• **What to do**: Repeat exactly the lines below, from the line containing "Target: stem" through the last line, both included. Leave out any pictures.

• **Supplied entries**:
--------------------
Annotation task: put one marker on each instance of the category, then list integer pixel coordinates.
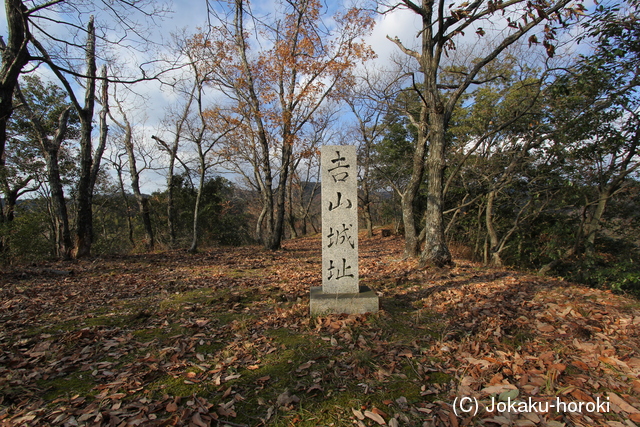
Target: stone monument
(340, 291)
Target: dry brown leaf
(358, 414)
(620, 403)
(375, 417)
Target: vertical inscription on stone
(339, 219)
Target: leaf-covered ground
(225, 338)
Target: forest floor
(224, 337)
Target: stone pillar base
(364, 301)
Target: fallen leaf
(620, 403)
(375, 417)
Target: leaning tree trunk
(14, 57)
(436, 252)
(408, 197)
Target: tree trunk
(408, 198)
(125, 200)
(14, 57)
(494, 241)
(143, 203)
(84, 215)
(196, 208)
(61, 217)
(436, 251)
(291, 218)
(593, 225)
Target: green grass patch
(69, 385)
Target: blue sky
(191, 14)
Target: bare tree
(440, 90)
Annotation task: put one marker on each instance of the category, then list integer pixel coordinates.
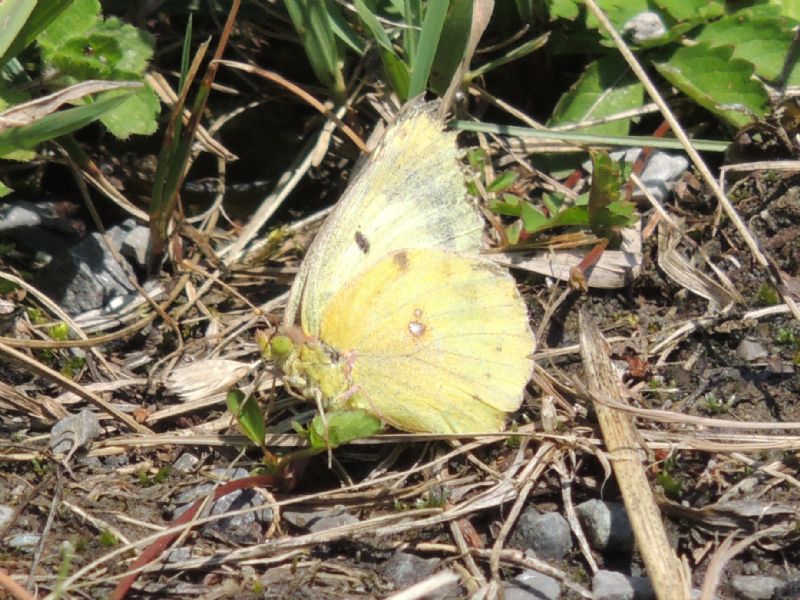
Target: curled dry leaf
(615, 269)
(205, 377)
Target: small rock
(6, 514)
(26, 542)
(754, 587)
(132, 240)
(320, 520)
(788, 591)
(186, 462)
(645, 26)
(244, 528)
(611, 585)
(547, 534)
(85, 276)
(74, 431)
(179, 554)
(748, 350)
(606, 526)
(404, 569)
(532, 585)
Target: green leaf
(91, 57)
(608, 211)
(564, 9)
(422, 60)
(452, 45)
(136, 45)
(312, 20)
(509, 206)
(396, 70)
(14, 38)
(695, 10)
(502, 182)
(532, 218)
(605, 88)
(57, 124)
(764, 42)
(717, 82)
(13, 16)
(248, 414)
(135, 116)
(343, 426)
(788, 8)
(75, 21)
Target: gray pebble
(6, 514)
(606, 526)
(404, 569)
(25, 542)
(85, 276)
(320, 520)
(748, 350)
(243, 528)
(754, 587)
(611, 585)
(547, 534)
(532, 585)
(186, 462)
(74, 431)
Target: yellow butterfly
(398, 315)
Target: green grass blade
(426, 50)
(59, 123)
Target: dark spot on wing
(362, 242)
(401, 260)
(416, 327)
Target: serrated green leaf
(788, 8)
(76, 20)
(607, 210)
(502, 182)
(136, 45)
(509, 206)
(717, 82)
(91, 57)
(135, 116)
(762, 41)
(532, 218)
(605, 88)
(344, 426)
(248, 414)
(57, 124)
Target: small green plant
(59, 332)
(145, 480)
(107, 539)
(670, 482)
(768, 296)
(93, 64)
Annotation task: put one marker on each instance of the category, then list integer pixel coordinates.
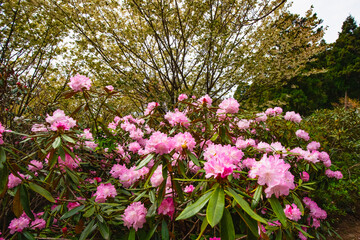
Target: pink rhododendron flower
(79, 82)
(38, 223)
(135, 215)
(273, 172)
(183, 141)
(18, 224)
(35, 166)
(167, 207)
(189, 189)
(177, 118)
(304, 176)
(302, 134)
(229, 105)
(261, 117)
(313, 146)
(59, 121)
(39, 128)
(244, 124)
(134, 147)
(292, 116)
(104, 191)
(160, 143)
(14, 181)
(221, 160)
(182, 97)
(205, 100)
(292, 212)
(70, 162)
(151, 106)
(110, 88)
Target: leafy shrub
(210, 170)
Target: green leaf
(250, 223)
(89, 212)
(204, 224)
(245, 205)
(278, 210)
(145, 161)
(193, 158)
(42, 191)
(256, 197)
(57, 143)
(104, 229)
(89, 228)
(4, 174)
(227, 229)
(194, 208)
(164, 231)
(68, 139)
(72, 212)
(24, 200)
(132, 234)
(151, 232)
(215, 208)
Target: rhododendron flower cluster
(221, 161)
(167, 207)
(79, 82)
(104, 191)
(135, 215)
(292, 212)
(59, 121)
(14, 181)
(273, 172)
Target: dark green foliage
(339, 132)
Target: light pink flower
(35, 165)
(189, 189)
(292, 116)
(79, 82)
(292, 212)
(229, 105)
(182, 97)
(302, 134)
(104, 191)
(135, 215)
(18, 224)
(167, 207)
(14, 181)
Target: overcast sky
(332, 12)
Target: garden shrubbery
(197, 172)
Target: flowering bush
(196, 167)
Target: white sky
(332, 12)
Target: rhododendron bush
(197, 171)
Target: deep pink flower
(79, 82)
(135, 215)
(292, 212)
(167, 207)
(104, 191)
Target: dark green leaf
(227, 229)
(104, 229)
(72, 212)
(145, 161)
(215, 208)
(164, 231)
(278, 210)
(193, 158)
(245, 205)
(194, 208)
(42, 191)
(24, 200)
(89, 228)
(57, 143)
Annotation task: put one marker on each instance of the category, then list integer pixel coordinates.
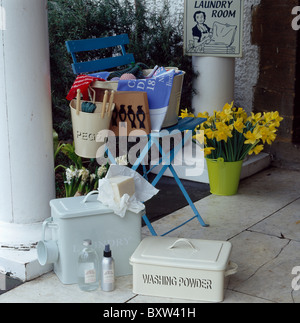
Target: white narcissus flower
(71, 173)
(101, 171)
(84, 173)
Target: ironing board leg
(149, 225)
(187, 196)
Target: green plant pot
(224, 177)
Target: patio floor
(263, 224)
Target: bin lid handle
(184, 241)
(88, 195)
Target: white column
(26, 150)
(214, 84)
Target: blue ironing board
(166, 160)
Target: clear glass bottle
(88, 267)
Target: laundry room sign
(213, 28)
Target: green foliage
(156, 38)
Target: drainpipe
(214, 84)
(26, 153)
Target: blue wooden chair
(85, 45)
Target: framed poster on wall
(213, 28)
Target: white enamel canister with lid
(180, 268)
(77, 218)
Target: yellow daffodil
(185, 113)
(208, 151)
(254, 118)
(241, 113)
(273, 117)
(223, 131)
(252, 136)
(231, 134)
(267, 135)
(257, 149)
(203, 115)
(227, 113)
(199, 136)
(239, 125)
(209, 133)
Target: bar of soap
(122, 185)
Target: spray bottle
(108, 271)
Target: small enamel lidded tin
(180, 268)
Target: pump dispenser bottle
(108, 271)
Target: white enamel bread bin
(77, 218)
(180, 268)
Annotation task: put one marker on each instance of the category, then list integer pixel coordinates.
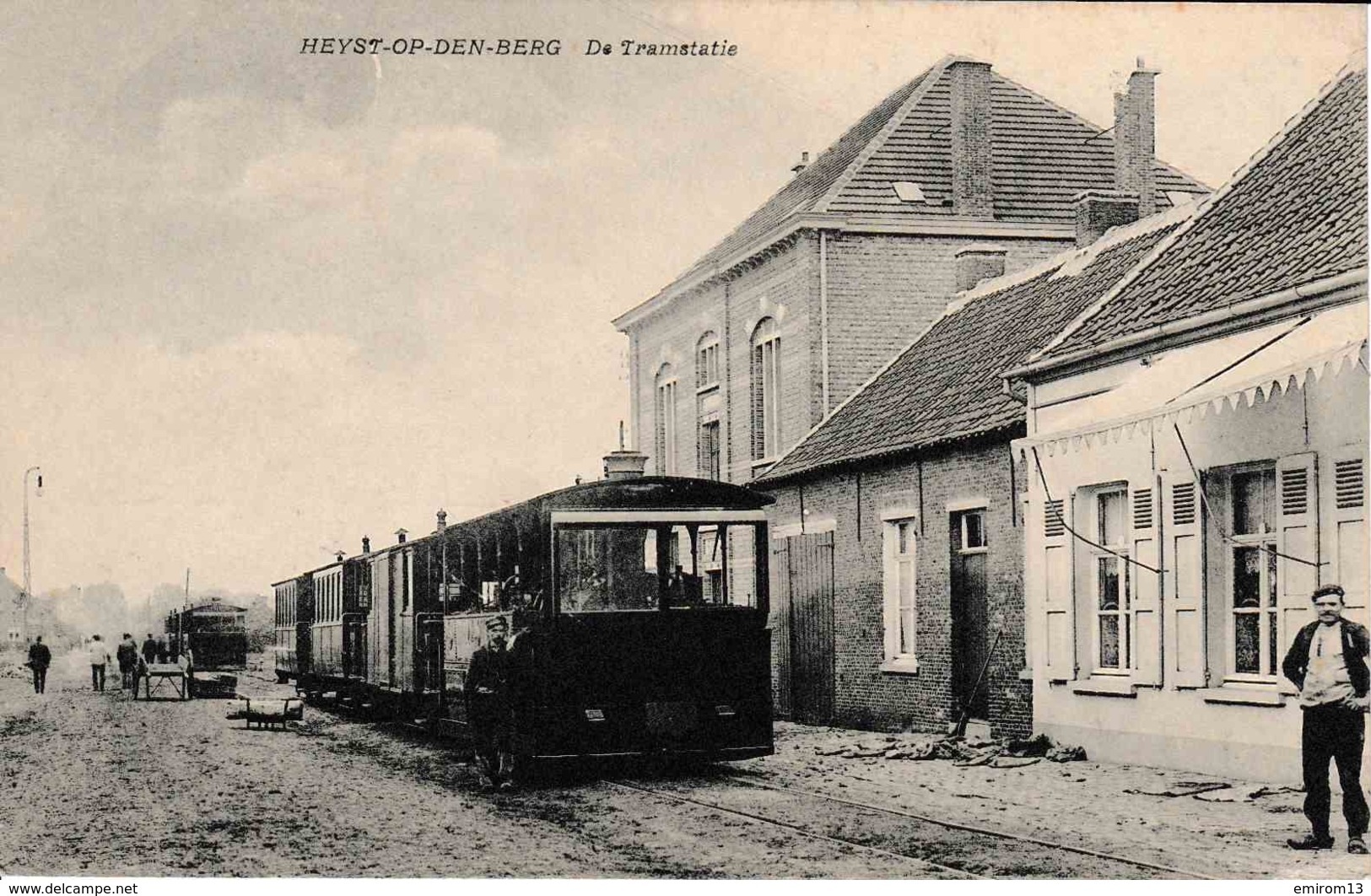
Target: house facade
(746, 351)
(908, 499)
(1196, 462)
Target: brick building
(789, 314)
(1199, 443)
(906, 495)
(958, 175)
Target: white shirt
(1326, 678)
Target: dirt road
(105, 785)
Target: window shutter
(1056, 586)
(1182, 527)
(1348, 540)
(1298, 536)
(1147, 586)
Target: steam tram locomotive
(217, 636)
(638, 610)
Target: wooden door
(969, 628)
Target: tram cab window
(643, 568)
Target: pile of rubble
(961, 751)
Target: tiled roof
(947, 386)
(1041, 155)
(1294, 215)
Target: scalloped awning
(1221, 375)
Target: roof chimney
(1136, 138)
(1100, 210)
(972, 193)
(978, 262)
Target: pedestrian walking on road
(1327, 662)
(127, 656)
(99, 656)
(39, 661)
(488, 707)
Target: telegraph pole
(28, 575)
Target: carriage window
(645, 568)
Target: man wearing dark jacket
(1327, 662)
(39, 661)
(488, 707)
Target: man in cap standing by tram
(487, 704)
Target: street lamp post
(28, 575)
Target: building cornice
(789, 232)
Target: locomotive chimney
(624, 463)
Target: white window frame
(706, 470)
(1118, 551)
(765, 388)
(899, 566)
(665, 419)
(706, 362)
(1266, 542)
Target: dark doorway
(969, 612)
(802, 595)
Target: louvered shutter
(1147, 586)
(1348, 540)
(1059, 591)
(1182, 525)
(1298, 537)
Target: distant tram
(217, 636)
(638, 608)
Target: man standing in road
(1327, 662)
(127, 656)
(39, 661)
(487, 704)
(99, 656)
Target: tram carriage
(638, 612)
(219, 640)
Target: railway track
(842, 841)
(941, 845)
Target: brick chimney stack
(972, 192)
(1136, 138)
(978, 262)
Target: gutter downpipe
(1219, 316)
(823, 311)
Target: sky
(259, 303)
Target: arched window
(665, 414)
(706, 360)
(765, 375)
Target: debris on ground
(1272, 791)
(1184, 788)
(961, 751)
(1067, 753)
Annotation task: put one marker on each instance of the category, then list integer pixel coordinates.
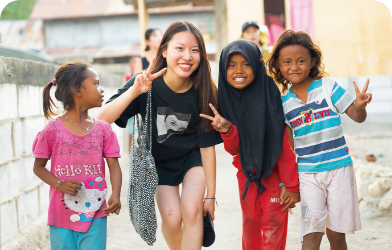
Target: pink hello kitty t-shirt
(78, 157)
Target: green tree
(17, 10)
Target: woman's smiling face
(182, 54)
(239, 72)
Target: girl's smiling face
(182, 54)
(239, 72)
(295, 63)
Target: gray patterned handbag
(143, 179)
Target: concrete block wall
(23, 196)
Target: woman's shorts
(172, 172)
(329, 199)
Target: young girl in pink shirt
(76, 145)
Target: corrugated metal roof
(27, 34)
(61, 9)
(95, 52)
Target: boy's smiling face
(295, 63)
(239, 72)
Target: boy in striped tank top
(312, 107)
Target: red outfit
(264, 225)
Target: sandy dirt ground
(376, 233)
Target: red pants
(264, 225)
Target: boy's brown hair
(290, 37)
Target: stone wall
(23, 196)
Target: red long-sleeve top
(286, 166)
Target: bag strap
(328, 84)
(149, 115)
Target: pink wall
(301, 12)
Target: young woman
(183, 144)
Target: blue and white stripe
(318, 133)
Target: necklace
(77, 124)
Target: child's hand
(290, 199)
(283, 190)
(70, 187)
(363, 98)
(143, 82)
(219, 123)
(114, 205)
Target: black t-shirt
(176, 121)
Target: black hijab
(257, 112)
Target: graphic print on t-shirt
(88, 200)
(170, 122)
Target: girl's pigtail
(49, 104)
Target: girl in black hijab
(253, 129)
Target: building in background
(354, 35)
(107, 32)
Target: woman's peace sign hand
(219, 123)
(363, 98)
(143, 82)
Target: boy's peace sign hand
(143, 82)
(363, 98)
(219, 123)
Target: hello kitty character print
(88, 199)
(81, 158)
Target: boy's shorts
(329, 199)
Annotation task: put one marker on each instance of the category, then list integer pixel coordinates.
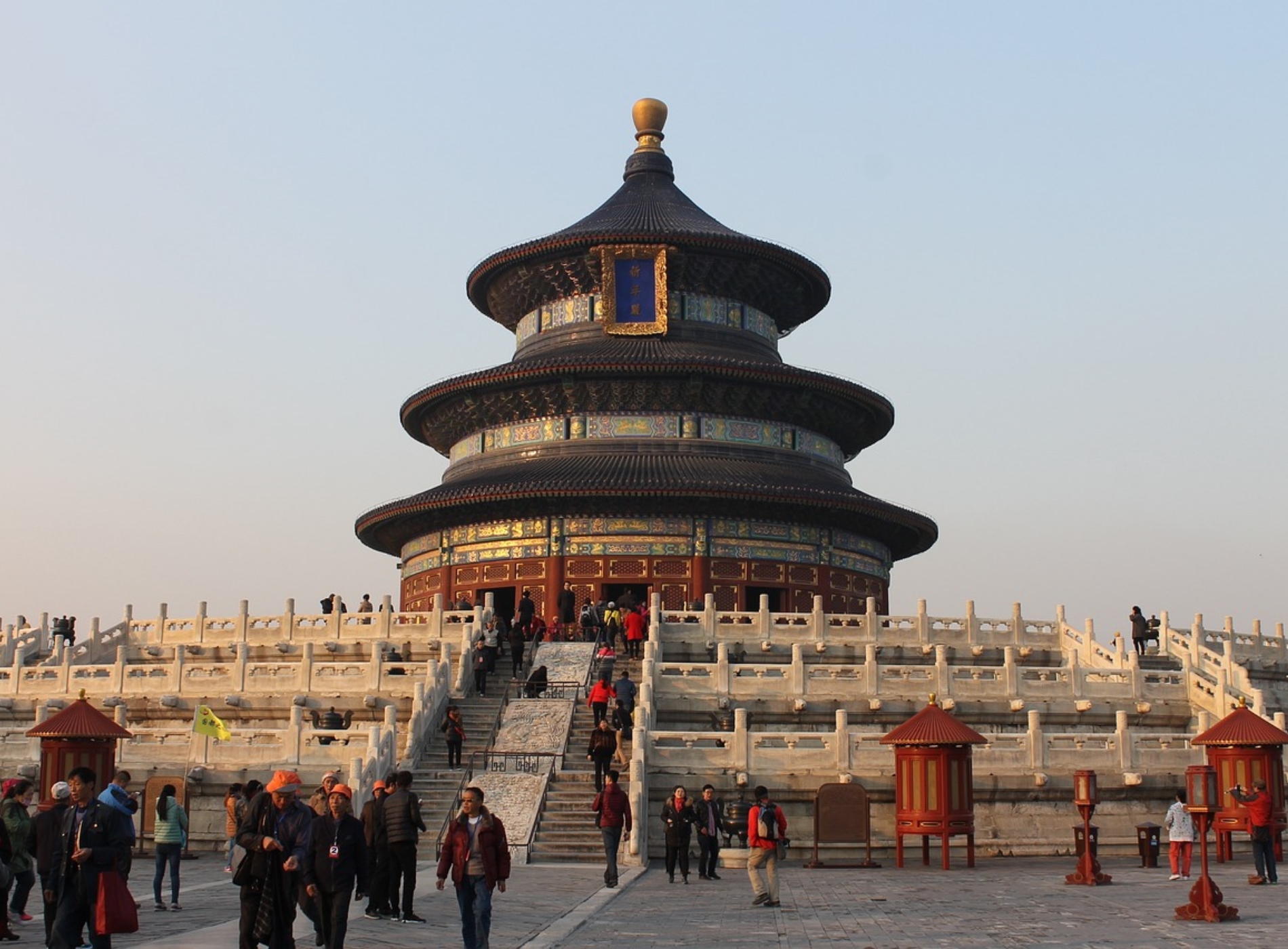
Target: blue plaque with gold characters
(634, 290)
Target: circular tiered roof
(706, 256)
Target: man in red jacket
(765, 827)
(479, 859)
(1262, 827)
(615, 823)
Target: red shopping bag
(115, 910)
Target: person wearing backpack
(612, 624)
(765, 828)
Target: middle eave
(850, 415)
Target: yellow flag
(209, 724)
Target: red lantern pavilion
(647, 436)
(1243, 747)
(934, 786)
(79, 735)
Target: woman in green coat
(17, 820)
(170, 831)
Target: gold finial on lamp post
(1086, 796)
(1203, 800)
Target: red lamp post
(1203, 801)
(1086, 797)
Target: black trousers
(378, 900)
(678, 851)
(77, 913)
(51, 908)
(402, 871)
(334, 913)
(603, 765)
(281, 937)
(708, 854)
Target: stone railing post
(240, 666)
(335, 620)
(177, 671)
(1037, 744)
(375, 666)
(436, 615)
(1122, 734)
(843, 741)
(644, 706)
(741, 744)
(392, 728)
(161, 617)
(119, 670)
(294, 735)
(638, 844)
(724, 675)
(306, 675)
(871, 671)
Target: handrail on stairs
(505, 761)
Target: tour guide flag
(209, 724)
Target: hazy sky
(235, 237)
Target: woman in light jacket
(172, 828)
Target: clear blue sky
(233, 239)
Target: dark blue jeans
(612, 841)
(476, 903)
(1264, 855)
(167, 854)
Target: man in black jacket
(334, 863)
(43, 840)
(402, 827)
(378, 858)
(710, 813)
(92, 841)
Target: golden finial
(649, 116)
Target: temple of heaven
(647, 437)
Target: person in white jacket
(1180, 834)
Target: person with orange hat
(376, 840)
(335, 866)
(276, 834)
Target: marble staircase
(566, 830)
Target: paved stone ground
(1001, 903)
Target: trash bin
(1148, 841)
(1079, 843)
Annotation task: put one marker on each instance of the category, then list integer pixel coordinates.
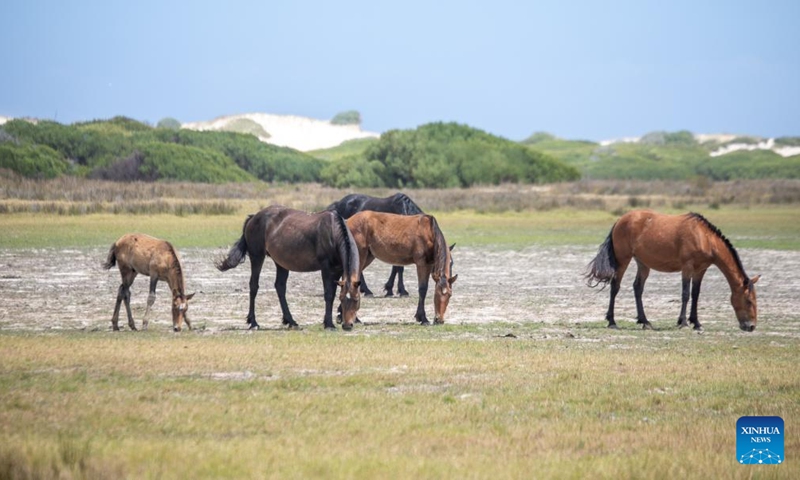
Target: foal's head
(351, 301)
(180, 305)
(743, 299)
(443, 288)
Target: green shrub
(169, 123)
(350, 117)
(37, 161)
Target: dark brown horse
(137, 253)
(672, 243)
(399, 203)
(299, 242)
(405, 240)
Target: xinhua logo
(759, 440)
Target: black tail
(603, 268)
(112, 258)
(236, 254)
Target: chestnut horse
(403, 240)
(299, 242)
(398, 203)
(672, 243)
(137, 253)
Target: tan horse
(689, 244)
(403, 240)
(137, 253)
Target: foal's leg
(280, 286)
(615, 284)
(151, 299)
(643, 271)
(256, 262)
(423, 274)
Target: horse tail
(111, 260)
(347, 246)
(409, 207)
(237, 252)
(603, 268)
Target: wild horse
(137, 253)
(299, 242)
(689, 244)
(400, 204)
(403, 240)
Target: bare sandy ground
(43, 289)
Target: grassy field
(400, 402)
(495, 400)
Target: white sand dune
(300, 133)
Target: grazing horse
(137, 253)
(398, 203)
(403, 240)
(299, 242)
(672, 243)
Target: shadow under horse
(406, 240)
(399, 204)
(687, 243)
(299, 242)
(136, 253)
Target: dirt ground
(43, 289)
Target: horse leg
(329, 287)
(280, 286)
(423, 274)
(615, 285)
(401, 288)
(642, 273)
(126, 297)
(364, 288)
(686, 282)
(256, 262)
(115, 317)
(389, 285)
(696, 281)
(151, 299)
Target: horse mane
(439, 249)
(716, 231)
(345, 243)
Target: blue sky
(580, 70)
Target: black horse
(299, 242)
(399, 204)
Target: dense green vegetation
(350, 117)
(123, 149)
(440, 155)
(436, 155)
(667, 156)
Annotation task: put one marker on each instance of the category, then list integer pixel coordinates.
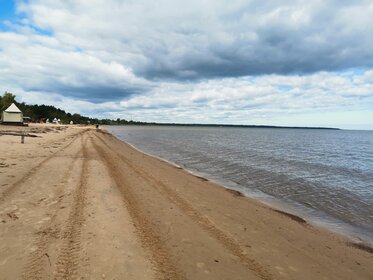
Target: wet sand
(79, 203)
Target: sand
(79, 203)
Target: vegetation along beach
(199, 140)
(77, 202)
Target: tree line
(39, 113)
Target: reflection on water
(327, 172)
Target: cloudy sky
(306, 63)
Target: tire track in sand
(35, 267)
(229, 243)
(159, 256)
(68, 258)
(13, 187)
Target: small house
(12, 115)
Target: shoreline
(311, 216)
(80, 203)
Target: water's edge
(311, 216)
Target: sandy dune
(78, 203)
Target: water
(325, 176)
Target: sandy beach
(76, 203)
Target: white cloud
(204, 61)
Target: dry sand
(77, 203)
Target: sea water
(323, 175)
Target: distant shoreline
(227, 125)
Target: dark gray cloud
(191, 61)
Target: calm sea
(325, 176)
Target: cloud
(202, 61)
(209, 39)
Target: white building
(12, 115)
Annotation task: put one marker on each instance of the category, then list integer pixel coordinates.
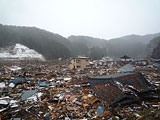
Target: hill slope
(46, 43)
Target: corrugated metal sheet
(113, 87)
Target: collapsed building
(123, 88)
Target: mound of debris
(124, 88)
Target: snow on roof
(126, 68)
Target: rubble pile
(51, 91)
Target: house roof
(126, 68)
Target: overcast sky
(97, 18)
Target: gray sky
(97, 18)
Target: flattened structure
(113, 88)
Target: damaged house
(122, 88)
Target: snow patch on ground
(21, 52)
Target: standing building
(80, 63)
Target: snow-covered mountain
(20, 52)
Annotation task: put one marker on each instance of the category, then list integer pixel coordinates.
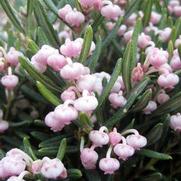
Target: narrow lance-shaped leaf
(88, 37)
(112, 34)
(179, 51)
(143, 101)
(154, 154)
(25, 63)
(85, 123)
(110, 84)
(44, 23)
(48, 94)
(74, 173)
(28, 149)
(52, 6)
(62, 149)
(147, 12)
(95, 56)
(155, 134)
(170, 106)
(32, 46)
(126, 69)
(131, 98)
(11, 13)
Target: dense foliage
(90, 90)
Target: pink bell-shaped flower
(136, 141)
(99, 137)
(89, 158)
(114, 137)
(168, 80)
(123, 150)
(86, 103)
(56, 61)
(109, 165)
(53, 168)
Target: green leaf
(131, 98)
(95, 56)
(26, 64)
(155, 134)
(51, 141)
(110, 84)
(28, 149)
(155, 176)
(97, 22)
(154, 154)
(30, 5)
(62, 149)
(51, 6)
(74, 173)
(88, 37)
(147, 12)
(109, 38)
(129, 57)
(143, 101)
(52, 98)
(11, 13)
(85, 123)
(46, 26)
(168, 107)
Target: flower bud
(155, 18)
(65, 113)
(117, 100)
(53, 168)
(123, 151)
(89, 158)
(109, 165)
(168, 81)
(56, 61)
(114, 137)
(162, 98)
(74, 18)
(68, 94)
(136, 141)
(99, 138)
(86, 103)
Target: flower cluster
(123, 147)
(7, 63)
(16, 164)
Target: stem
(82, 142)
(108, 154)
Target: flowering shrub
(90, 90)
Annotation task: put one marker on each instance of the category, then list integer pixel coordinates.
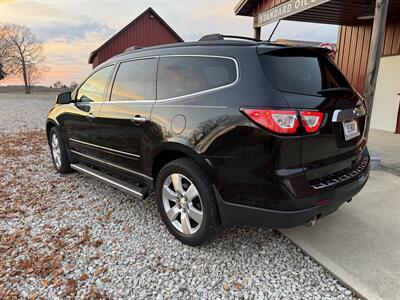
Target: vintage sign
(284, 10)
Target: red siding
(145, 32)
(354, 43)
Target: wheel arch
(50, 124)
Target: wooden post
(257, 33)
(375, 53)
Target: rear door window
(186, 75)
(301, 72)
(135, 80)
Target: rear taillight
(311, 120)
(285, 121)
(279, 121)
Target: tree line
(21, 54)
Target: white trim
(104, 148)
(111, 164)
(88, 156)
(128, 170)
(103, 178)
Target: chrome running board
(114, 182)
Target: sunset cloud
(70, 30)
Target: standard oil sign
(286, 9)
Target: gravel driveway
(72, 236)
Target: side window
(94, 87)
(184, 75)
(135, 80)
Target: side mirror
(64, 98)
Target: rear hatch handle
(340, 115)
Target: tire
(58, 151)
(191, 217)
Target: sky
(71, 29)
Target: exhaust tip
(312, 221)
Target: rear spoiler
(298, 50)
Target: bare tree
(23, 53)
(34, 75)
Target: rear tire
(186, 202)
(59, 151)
--------------------
• **Answer**:
Target: stem
(82, 142)
(108, 154)
Target: flowering shrub
(90, 90)
Annotation task: put one marker on each instance of the category, then list integer pixel coordinates.
Target: vintage sign
(284, 10)
Target: red siding
(145, 32)
(354, 43)
Target: wheel arch
(50, 124)
Target: wooden post
(257, 33)
(375, 53)
Target: rear door window
(186, 75)
(301, 72)
(135, 80)
Target: rear taillight
(311, 120)
(285, 121)
(279, 121)
Target: tree line
(21, 54)
Target: white trim
(104, 148)
(111, 164)
(88, 156)
(128, 170)
(103, 178)
Target: chrome running board
(114, 182)
Target: sunset cloud
(70, 30)
Target: standard oil sign
(286, 9)
Target: gravel driveway
(72, 236)
Target: side window
(94, 87)
(184, 75)
(135, 80)
Target: side mirror
(64, 98)
Target: rear hatch handle
(340, 115)
Target: tire
(58, 151)
(191, 217)
Target: sky
(71, 29)
Target: exhaust tip
(312, 221)
Target: rear spoiler
(298, 50)
Target: bare tree
(23, 53)
(34, 75)
Target: rear tire
(186, 202)
(59, 151)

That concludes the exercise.